Rewrite the records as a numbered list, one line per item and no blank lines, using only the lines between the one containing "query: concrete ledge" and the one containing "(0, 0), (750, 656)", both included.

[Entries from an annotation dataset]
↓

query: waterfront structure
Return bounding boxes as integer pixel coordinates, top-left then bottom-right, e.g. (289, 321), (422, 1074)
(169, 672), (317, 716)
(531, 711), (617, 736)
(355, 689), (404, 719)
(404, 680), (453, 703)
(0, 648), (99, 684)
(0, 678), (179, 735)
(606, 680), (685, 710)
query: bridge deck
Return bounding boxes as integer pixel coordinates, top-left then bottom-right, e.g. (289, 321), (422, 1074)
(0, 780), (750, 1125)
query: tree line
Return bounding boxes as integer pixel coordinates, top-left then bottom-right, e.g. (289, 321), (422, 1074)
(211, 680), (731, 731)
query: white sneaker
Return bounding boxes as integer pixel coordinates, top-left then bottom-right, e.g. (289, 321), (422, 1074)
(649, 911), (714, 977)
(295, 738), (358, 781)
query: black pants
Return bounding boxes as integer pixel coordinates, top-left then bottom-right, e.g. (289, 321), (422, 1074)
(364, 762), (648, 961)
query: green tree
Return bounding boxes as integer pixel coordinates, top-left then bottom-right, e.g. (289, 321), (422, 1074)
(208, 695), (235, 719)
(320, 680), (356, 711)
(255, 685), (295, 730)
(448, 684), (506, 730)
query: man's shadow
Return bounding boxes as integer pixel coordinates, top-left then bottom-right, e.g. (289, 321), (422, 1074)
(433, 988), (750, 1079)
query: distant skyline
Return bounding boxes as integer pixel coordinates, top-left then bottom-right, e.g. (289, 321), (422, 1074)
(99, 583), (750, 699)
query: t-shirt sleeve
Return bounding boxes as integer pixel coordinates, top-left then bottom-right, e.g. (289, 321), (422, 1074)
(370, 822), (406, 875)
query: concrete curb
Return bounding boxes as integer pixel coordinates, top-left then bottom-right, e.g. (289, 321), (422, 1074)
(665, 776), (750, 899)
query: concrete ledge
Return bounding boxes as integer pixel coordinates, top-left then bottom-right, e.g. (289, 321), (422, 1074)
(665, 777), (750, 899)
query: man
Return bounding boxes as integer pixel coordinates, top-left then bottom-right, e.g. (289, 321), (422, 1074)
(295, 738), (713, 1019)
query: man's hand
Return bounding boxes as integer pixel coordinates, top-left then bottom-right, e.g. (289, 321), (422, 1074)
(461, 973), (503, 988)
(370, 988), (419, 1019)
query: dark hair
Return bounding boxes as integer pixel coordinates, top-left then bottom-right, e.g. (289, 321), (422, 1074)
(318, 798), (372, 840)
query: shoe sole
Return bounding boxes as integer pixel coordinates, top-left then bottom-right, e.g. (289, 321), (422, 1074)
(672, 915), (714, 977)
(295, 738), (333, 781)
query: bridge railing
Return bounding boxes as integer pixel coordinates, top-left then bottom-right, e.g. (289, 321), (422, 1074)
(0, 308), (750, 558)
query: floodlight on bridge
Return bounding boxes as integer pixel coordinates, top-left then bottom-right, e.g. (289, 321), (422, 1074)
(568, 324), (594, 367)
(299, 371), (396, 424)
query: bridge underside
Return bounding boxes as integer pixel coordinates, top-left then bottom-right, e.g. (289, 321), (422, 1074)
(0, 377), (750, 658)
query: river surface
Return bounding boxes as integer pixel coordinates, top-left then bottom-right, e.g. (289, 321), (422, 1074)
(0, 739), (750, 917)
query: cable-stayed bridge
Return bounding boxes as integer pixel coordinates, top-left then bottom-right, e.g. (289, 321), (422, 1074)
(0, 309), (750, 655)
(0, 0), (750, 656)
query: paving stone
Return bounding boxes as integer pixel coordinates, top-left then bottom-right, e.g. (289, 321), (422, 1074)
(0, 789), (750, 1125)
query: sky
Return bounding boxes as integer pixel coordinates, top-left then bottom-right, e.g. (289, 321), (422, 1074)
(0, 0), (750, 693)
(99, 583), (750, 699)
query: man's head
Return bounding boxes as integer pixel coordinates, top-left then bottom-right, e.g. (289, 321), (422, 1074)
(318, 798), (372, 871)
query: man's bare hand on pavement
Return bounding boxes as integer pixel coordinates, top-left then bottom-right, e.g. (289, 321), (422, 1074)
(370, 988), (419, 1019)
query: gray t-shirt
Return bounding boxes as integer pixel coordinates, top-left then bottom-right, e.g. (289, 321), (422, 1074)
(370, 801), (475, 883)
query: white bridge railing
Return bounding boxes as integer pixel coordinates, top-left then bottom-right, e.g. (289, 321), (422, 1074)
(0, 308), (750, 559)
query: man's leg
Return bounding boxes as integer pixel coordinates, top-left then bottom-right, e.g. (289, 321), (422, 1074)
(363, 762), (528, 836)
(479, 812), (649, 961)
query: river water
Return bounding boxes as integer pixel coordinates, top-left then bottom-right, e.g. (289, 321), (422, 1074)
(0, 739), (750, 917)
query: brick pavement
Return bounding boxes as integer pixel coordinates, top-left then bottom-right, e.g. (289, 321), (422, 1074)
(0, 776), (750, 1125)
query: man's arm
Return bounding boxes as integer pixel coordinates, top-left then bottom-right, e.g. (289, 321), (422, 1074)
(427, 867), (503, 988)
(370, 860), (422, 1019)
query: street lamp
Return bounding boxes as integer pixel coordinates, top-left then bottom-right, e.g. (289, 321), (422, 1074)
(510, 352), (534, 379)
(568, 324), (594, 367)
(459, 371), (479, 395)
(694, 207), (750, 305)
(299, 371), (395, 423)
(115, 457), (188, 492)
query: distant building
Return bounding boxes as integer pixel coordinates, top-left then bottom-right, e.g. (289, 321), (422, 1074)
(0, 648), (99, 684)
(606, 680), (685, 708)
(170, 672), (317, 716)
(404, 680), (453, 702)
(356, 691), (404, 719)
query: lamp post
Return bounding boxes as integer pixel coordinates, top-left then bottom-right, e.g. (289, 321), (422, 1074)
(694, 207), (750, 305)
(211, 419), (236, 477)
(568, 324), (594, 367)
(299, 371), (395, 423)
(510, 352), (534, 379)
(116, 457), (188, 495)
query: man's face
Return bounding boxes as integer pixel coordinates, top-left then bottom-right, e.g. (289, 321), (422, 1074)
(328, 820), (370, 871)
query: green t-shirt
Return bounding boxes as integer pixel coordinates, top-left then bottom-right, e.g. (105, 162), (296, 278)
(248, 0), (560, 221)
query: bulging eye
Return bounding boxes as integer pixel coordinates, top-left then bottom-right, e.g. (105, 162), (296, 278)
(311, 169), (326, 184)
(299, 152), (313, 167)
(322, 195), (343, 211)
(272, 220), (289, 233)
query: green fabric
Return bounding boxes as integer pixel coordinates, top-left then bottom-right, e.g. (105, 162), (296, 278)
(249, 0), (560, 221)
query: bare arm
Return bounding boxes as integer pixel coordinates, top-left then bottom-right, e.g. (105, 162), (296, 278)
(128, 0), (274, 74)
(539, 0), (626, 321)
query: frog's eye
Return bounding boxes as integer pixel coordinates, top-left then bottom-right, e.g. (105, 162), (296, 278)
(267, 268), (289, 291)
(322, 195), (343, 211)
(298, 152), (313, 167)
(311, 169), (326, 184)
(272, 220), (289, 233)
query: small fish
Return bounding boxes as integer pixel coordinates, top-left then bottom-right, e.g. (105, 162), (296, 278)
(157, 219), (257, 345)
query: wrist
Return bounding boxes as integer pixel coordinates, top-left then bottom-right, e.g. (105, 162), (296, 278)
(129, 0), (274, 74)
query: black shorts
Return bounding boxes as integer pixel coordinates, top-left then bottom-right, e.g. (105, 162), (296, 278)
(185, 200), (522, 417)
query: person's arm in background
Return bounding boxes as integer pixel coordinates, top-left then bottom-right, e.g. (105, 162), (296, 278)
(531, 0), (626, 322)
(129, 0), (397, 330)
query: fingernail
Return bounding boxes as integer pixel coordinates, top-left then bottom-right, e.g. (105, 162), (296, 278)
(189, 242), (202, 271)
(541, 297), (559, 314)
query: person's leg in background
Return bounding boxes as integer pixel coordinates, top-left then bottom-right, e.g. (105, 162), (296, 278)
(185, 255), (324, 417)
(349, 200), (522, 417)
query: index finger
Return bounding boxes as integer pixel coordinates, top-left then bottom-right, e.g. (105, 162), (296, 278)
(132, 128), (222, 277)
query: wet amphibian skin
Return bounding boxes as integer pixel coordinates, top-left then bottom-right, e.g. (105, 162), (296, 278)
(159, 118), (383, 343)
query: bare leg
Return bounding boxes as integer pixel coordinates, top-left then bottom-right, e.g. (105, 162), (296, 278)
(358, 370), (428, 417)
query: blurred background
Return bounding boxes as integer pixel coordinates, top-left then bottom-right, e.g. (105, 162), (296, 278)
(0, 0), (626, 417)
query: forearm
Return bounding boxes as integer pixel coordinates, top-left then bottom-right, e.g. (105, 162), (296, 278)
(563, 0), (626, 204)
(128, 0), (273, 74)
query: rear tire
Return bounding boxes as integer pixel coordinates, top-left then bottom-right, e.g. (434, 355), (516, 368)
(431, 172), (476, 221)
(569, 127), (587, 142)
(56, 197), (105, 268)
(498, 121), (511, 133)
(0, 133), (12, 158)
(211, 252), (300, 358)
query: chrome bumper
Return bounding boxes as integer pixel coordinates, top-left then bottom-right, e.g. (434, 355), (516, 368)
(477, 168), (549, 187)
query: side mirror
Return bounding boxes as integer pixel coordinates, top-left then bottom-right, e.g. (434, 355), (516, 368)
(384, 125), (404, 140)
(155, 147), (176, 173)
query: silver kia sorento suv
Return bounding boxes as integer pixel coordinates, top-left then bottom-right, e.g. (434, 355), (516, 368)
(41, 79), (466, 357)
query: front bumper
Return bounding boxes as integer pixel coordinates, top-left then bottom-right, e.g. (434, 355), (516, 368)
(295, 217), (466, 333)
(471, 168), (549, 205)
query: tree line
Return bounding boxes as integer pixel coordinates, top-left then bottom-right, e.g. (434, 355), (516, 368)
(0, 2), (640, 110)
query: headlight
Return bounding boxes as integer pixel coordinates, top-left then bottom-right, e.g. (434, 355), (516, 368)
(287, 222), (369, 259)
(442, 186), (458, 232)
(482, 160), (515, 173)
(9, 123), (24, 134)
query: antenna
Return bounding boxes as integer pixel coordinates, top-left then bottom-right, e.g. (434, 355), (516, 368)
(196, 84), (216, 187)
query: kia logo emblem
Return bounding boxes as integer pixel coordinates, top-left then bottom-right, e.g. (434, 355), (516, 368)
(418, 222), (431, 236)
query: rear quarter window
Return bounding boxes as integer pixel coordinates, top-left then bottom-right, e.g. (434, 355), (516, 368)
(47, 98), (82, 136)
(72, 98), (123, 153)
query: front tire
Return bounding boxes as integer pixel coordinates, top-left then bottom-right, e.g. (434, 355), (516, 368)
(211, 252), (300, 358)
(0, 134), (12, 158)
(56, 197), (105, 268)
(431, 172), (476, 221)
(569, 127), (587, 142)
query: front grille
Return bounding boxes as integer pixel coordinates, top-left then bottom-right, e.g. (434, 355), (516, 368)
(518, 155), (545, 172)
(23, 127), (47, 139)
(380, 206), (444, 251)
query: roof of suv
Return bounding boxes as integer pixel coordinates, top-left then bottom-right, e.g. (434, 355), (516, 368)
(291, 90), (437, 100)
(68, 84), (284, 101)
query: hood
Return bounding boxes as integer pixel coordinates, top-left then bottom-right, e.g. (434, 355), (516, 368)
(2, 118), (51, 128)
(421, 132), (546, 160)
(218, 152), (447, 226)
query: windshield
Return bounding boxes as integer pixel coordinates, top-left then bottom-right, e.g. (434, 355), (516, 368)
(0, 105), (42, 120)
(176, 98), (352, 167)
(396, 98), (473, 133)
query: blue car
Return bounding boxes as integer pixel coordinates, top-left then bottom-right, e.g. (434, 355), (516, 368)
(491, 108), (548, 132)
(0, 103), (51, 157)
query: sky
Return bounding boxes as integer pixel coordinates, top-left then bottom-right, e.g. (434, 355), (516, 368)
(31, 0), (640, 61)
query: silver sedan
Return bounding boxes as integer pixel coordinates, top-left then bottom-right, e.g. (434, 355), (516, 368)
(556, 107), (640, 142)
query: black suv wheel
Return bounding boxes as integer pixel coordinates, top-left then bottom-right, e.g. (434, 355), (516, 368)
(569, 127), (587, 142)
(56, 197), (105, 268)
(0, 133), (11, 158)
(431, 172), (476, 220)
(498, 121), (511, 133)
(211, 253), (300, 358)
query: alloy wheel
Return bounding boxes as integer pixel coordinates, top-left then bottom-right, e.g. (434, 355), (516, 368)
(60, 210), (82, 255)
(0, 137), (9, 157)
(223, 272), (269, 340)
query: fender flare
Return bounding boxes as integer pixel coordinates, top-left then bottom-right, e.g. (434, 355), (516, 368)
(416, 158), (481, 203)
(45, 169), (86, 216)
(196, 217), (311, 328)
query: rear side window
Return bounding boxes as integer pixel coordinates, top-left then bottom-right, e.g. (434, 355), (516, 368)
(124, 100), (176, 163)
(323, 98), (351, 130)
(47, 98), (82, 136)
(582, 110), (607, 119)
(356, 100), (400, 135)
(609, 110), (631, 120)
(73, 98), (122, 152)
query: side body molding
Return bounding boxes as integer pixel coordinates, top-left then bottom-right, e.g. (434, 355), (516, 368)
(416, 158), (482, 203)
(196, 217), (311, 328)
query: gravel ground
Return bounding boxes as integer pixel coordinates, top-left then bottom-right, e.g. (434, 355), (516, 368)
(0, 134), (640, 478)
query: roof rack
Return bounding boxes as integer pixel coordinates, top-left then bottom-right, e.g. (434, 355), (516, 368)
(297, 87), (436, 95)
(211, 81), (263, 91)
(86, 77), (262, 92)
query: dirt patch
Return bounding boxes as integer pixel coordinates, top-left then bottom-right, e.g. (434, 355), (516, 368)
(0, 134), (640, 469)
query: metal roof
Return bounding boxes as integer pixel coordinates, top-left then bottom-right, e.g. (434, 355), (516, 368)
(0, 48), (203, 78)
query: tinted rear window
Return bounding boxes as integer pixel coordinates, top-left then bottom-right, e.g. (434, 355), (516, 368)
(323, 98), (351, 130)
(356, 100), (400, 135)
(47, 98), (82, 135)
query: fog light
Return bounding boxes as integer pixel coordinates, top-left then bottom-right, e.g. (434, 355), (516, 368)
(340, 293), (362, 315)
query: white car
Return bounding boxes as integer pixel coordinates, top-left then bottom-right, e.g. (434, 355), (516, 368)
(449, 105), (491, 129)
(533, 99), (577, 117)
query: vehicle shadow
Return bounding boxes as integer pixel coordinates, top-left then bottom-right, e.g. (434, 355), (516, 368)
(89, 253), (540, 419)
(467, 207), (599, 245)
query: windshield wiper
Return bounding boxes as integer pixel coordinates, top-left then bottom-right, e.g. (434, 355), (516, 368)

↑

Solution to this task:
1. query: concrete ledge
2. Return bounding boxes as integer pixel coordinates, top-left then bottom-right, e.g. (289, 321), (422, 1074)
3. (665, 777), (750, 899)
4. query: man
5. Return bounding boxes as integer pixel coordinates, top-left then bottom-right, e.g. (289, 321), (422, 1074)
6. (295, 738), (713, 1019)
7. query: man's hand
8. Return bounding boxes as integer pixel coordinates, top-left then bottom-right, e.g. (289, 321), (422, 1074)
9. (461, 973), (503, 988)
10. (370, 988), (419, 1019)
11. query: dark hair
12. Return bounding boxes as integer pixel coordinates, top-left then bottom-right, e.g. (289, 321), (422, 1074)
13. (318, 798), (372, 840)
14. query: shoe sole
15. Return bounding boxes as integer pixel coordinates, top-left then bottom-right, e.g. (289, 321), (422, 1074)
16. (672, 915), (714, 977)
17. (295, 738), (333, 781)
18. query: bridge railing
19. Return bounding boxes as integer pixel coordinates, top-left then bottom-right, e.g. (289, 321), (422, 1074)
20. (0, 308), (750, 558)
21. query: floodlight on bridge
22. Return bounding boxes as integer pixel coordinates, top-left then bottom-right, e.g. (289, 321), (422, 1074)
23. (568, 324), (594, 367)
24. (299, 371), (396, 424)
25. query: bridge underside
26. Return bounding boxes as integer pixel coordinates, top-left then bottom-right, e.g. (289, 321), (422, 1074)
27. (0, 377), (750, 658)
28. query: river surface
29. Return bounding boxes as integer pixel coordinates, top-left then bottom-right, e.g. (289, 321), (422, 1074)
30. (0, 739), (750, 917)
31. query: cable-stayed bridge
32. Return bounding boxes as integer pixel coordinates, top-left then bottom-right, e.g. (289, 321), (422, 1074)
33. (0, 309), (750, 655)
34. (0, 0), (750, 656)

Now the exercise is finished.